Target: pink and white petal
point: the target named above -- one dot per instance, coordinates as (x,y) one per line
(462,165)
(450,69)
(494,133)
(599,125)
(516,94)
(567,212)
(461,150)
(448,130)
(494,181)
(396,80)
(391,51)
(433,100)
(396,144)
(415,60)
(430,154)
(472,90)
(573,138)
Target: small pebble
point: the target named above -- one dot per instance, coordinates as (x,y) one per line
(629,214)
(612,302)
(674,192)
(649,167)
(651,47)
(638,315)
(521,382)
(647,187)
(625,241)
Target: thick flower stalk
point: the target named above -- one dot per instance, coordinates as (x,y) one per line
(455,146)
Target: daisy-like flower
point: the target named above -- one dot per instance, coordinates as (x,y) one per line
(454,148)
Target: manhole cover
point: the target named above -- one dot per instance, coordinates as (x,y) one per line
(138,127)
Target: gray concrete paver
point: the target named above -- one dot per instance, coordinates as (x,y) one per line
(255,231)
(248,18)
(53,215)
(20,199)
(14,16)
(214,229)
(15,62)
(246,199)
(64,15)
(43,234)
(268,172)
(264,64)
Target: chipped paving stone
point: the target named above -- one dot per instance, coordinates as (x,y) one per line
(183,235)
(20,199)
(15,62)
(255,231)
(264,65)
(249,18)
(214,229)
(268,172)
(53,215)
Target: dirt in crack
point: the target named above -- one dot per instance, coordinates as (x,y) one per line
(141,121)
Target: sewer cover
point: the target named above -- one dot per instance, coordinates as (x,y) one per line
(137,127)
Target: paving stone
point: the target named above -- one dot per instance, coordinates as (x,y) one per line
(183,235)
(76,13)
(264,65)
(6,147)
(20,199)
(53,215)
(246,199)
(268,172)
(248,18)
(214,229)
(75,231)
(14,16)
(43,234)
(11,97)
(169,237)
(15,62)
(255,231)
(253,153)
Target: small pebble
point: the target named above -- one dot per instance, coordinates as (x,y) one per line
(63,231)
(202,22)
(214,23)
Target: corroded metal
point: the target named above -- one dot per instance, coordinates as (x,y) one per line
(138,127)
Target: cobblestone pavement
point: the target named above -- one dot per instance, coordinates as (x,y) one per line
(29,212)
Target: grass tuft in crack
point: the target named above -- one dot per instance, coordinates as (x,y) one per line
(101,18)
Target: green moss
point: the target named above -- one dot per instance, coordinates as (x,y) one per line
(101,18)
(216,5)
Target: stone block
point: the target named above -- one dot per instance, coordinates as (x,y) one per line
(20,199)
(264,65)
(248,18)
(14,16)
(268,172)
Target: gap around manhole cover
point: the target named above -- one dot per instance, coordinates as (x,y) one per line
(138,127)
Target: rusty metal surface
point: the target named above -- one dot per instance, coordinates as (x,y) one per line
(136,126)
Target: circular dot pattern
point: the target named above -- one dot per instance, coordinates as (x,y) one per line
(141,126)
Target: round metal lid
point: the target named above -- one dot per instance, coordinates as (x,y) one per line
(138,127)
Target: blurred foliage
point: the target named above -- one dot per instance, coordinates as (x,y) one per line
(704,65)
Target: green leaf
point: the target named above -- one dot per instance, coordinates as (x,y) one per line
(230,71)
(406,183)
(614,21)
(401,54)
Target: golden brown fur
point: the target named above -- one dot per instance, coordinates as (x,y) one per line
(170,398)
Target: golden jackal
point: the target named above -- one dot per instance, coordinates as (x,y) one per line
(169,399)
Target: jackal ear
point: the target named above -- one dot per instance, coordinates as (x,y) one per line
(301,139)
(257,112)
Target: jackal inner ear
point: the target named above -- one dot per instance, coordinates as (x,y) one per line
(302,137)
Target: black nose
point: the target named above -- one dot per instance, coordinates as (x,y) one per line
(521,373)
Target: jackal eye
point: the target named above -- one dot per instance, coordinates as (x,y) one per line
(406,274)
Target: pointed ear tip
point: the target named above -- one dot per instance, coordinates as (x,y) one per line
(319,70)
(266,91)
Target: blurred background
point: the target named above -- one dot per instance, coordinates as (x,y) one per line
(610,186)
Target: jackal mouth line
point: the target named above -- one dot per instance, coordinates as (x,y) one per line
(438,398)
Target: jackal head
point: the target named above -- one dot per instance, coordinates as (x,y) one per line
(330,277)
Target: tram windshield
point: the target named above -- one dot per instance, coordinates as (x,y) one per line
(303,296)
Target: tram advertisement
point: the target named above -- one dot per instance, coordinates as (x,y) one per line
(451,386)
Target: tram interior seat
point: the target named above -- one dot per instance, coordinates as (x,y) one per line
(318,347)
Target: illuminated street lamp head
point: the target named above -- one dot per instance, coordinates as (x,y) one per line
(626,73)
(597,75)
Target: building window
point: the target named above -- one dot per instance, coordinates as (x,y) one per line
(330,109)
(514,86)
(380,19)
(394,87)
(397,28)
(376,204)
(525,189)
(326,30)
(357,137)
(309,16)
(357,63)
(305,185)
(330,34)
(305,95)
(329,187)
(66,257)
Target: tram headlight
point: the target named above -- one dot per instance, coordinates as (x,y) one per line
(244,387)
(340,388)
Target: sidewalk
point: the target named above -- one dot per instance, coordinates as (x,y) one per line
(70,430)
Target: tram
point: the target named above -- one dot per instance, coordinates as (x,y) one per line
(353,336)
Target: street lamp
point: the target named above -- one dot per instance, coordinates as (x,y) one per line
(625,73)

+ + +

SET TASK: Extract each line of the material exactly as it stands.

ANSWER IN FULL:
Target: pink and white petal
point: the target named above -- one dot per instance, coordinates as (x,y) one per line
(462,165)
(450,69)
(494,133)
(599,125)
(516,94)
(567,212)
(461,150)
(448,130)
(494,181)
(396,80)
(391,51)
(433,100)
(396,144)
(415,60)
(430,154)
(472,90)
(573,138)
Target: small pebble
point: the target named above -- one dot per instance, coordinates as (x,y) one per line
(629,214)
(612,302)
(674,192)
(649,167)
(651,47)
(638,315)
(521,382)
(647,187)
(625,241)
Target: thick flower stalk
point: the target named above -- one dot per instance, coordinates as (x,y) one per line
(455,146)
Target: daisy-like flower
point: the target named above -- one dot per instance, coordinates as (x,y) one per line
(454,148)
Target: manhole cover
point: the target named above -- one dot per instance, coordinates as (x,y) one per line
(138,127)
Target: gray concrete paver
point: the target named above -- one dot per instance, coordinates as (x,y) one per line
(255,231)
(248,18)
(53,215)
(20,199)
(14,16)
(214,229)
(15,62)
(246,199)
(64,15)
(43,234)
(268,172)
(264,64)
Target: chipped paving stone
point: the target named above -- one dot per instance, coordinates as (x,y) one per line
(183,235)
(20,199)
(15,62)
(255,231)
(264,65)
(249,18)
(214,229)
(268,172)
(53,215)
Target: dirt in crack
point: the target named above -- one dot per instance, coordinates as (x,y) one per line
(141,121)
Target: sewer cover
point: the target named above -- one dot per instance, coordinates as (x,y) one per line
(137,127)
Target: paving stone
point: the target named above -- one dot per instance, coordinates as (x,y) one per line
(183,235)
(76,13)
(264,65)
(6,147)
(20,199)
(53,215)
(246,199)
(268,172)
(248,18)
(214,229)
(75,231)
(14,16)
(43,234)
(11,97)
(169,237)
(15,62)
(255,231)
(253,153)
Target: small pebble
point: the target named above -- one dot per instance, coordinates as (x,y) one per line
(63,231)
(202,22)
(214,23)
Target: corroded metal
point: the target named above -- one dot per instance, coordinates as (x,y) one per line
(138,127)
Target: cobblestone pavement
point: the target named above -- one dot per instance, coordinates as (x,y) one per line
(29,212)
Target: grass tuft in crack
point: the target named above -- one dot per instance, coordinates as (x,y) one per line
(101,18)
Target: green moss
point: the target named above -- one dot per instance, coordinates as (x,y) one per line
(101,18)
(216,5)
Target: stone block
point: the target named above -- one dot per instance, coordinates as (x,y) one per line
(20,199)
(264,65)
(248,18)
(14,16)
(268,172)
Target: gap around manhole cover
point: the target named above -- one dot per instance, coordinates as (x,y) one per line
(138,127)
Target: rusty metal surface
point: the target named above -- one dot per instance, coordinates as (x,y) one per line
(136,126)
Target: circular dot pattern
point: the target named above -- one dot per instance, coordinates as (x,y) one per line
(141,126)
Target: round metal lid
point: the target named above -- one dot per instance, coordinates as (x,y) one per line
(138,127)
Target: blurred foliage
point: the target named above -- one dot per instance, coordinates as (x,y) one per line
(704,65)
Target: green leaf
point: the target named above -- one dot per instance, coordinates as (x,y) one per line
(230,71)
(406,183)
(614,21)
(401,54)
Target: golden brown fur
point: the target named above -- one dot per instance, coordinates as (x,y) one per line
(170,398)
Target: golden jackal
point: the target named above -- one dot per instance, coordinates as (x,y) one per line
(169,399)
Target: jackal ear
point: the target named above -- one dot per instance, coordinates as (x,y) one per line
(301,139)
(257,112)
Target: jackal inner ear
point: the target named above -- one dot per instance, coordinates as (x,y) one per line
(302,137)
Target: black nose
point: the target named above -- one dot per instance, coordinates as (x,y) one per line
(521,373)
Target: jackal eye
point: the target named above -- one dot per instance, coordinates as (x,y) one per line
(406,274)
Target: pointed ear tip
point: the target named above -- one dot per instance, coordinates as (x,y) one per line
(319,70)
(266,91)
Target: blurred background
point: the target named above -- one dot per instance, coordinates as (x,y) one per line
(610,186)
Target: jackal mouth line
point: the target named above -- one dot per instance, coordinates as (x,y) one per line
(438,398)
Target: jackal head
point: the target named above -- one dot per instance, coordinates as (x,y) one per line
(330,277)
Target: tram windshield
point: the target named above -- one dot per instance, coordinates as (x,y) one per line
(303,296)
Target: tram advertisement
point: the target named above -- one dot per instance, coordinates as (x,y) one per line
(451,386)
Target: tram interior seat
point: the target named above -- one dot per instance, coordinates as (x,y) one per line
(318,347)
Target: illuminated street lamp head
point: the target named above -- one dot per instance, coordinates as (x,y) one per line
(626,73)
(597,75)
Target: building window
point: the target named above -- one dot per instance, coordinates as (x,y) one per line
(330,109)
(514,86)
(380,19)
(394,87)
(397,28)
(376,204)
(525,189)
(326,30)
(357,137)
(309,16)
(357,63)
(305,185)
(330,34)
(305,95)
(329,187)
(66,257)
Target: tram headlight
point: the target named above -- one dot per instance, coordinates as (x,y) one per line
(244,387)
(340,388)
Target: sidewalk
point: the target named above -- one dot per instance, coordinates as (x,y) one per line
(70,430)
Target: tram
point: the target named above -- one dot per instance, coordinates as (x,y) one per line
(353,336)
Target: street lamp
point: the target named above -- one dot per instance, coordinates as (x,y) one per line
(625,73)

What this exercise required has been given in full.